Substitute "locate" for "point out" in the lines from the first one up to and including the line with "(313, 1088)", leaving everything else unchanged.

Object position labeling lines
★ ★ ★ ★

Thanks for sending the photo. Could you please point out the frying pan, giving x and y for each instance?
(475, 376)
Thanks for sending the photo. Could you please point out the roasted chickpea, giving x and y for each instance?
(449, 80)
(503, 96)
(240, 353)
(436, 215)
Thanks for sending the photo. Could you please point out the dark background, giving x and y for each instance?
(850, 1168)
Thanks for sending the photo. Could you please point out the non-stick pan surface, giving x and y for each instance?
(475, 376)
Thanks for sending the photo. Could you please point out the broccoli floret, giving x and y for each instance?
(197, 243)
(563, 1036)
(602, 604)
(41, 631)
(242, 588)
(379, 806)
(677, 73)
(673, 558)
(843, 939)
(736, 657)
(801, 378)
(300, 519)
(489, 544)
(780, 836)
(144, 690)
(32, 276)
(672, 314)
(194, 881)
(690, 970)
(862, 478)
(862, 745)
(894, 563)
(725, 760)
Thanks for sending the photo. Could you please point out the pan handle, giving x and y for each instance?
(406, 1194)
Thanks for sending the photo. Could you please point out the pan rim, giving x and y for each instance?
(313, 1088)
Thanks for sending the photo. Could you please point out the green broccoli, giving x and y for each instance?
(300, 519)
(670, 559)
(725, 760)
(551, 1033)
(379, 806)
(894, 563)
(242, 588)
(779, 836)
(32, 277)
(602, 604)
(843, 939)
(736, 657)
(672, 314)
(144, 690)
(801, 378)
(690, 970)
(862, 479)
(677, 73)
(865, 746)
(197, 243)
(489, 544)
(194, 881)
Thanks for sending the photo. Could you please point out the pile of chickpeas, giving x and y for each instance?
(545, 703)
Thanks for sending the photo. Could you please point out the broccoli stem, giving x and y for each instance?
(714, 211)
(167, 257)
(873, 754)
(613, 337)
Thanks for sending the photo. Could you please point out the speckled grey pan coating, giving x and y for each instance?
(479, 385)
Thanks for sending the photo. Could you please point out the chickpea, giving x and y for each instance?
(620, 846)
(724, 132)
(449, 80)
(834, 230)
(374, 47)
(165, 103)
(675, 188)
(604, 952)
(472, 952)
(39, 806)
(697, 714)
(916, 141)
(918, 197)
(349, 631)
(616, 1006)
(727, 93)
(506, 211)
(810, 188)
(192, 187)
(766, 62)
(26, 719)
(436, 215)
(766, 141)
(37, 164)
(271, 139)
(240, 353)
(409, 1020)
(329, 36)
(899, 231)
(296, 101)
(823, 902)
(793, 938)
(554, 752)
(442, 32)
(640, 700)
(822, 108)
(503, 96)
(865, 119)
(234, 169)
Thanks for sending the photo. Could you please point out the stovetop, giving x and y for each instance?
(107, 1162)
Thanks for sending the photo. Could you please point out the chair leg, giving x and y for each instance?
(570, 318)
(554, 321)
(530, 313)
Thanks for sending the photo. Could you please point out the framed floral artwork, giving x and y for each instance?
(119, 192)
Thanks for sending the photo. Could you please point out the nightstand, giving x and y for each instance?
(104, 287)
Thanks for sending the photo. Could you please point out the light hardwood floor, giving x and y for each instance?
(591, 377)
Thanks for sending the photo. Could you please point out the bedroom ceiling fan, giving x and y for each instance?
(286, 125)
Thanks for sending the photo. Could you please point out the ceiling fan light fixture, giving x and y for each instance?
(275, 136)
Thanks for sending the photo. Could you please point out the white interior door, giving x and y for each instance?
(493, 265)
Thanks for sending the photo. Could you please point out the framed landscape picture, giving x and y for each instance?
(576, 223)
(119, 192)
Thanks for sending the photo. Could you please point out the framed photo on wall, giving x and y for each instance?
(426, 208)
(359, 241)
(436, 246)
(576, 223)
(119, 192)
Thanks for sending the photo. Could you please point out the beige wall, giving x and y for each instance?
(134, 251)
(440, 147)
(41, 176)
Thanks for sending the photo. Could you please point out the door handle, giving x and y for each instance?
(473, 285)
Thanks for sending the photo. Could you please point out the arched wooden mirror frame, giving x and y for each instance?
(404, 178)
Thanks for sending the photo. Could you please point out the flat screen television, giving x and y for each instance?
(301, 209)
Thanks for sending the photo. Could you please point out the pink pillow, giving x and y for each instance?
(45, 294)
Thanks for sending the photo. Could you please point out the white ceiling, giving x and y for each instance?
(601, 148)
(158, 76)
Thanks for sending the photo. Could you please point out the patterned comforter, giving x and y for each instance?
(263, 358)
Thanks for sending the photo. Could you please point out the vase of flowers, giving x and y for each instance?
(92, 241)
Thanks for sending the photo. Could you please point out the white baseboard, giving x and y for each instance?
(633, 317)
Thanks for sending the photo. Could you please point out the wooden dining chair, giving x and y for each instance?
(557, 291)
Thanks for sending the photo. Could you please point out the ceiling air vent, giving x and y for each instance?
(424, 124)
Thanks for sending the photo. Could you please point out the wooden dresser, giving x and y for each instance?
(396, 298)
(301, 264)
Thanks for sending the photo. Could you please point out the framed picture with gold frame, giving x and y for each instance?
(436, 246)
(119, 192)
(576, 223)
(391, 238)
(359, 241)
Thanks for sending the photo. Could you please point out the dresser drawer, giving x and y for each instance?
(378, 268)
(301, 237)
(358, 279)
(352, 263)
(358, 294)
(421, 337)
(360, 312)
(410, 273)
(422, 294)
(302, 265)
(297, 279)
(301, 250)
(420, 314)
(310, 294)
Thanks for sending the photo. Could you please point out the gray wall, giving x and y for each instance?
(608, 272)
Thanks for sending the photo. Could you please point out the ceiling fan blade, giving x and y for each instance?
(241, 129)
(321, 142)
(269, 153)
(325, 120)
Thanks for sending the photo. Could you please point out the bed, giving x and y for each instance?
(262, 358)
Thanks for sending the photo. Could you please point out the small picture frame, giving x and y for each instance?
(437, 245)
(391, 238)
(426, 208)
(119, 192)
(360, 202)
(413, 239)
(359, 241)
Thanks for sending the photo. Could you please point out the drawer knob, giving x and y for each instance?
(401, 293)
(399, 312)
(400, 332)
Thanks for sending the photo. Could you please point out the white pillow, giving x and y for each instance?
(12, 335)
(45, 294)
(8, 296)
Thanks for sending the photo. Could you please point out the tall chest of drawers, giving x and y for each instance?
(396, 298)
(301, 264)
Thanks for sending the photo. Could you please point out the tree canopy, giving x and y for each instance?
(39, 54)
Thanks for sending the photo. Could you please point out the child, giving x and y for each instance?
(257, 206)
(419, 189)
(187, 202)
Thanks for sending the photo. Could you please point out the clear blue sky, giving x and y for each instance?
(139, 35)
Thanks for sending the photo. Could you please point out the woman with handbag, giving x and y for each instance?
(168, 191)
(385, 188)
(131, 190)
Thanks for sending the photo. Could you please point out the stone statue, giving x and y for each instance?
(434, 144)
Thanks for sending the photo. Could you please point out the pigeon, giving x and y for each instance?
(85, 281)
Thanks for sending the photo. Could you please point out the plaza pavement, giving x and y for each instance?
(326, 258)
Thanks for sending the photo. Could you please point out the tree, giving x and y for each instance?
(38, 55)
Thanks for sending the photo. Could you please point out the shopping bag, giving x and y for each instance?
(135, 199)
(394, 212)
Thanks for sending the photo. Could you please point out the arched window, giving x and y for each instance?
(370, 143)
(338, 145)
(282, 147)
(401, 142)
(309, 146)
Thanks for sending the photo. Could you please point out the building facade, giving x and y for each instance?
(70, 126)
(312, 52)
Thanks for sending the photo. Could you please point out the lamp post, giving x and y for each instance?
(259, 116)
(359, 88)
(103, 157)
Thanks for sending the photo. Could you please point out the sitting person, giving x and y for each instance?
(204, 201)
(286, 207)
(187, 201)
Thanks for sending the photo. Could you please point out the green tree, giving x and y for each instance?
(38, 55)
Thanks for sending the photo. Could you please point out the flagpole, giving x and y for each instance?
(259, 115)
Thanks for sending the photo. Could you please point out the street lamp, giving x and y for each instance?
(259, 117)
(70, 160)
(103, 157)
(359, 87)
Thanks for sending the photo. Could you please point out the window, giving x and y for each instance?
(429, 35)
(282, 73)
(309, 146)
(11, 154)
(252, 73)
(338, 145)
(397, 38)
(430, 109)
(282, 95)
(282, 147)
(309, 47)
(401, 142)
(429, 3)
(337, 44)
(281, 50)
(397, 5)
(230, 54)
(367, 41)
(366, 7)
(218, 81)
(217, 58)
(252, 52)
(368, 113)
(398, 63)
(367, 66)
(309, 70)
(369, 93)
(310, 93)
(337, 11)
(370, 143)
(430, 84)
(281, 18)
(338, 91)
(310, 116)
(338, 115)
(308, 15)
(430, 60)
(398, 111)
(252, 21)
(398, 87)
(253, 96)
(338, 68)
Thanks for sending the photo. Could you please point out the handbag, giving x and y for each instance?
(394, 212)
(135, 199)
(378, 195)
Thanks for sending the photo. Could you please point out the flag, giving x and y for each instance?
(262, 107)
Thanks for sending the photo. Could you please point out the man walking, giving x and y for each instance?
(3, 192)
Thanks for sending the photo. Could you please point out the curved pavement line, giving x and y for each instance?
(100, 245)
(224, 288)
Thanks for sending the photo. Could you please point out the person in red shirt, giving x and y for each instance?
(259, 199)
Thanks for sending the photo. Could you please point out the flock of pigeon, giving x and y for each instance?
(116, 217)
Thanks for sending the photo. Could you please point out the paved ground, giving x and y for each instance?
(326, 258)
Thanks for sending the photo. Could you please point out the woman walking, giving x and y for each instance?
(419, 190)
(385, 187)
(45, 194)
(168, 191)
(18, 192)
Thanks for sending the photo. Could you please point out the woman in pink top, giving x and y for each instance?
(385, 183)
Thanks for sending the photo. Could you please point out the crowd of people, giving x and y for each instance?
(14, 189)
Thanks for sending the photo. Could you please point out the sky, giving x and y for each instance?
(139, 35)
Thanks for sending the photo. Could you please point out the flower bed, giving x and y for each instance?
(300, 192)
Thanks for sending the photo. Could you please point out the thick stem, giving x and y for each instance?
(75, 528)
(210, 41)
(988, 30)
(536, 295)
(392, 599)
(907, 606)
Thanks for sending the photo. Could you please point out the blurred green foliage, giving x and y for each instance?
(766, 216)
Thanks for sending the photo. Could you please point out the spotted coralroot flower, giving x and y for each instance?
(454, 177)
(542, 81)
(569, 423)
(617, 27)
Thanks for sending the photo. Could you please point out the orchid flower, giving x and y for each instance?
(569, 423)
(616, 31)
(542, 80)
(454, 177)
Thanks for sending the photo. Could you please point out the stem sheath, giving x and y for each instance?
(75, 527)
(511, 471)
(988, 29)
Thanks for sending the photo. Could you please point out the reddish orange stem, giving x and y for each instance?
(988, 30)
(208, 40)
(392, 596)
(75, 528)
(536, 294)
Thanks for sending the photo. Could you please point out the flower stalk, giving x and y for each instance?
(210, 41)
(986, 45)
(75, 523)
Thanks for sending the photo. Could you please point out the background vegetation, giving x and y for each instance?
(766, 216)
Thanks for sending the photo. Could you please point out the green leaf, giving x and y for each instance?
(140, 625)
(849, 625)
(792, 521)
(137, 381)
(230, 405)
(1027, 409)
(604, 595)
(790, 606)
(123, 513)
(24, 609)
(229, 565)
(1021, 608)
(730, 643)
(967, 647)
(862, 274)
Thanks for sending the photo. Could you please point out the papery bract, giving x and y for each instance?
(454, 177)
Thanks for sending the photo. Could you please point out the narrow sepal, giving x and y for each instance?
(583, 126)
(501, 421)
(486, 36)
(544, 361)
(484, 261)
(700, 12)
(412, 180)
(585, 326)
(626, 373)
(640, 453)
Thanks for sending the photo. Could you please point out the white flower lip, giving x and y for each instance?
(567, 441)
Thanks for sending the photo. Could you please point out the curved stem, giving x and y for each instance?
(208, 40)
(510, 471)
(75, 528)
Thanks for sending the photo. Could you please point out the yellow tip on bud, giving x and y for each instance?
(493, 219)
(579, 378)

★ ★ ★ ★

◆ THE RESPONSE:
Thanks for sending the photo. Could you please locate the frying pan, giving x and y for each instance?
(475, 376)
Thanks for sending the photo. Could you please locate the roasted chickpea, giving x and y for each instance?
(449, 80)
(503, 96)
(240, 353)
(436, 215)
Thanks for sending the photo. Could you please locate the dark background, giving x and y for each instance?
(850, 1168)
Thanks for sending the photo. Could you please locate the non-stick pan surface, giving x and y for each instance?
(475, 376)
Thanks for sending the photo. Could you please locate the broccoli floret, giving x and y for each instance?
(197, 243)
(563, 1036)
(602, 604)
(41, 631)
(242, 588)
(379, 806)
(677, 73)
(673, 558)
(843, 939)
(736, 657)
(801, 378)
(300, 519)
(489, 544)
(780, 836)
(144, 690)
(32, 276)
(672, 314)
(194, 881)
(690, 970)
(862, 478)
(862, 745)
(894, 563)
(725, 760)
Thanks for sending the photo. Could you please locate the pan handle, giving x and y for each instance?
(406, 1194)
Thanks for sending the photo. Could you please locate the pan rim, giving x and y for each instance?
(313, 1088)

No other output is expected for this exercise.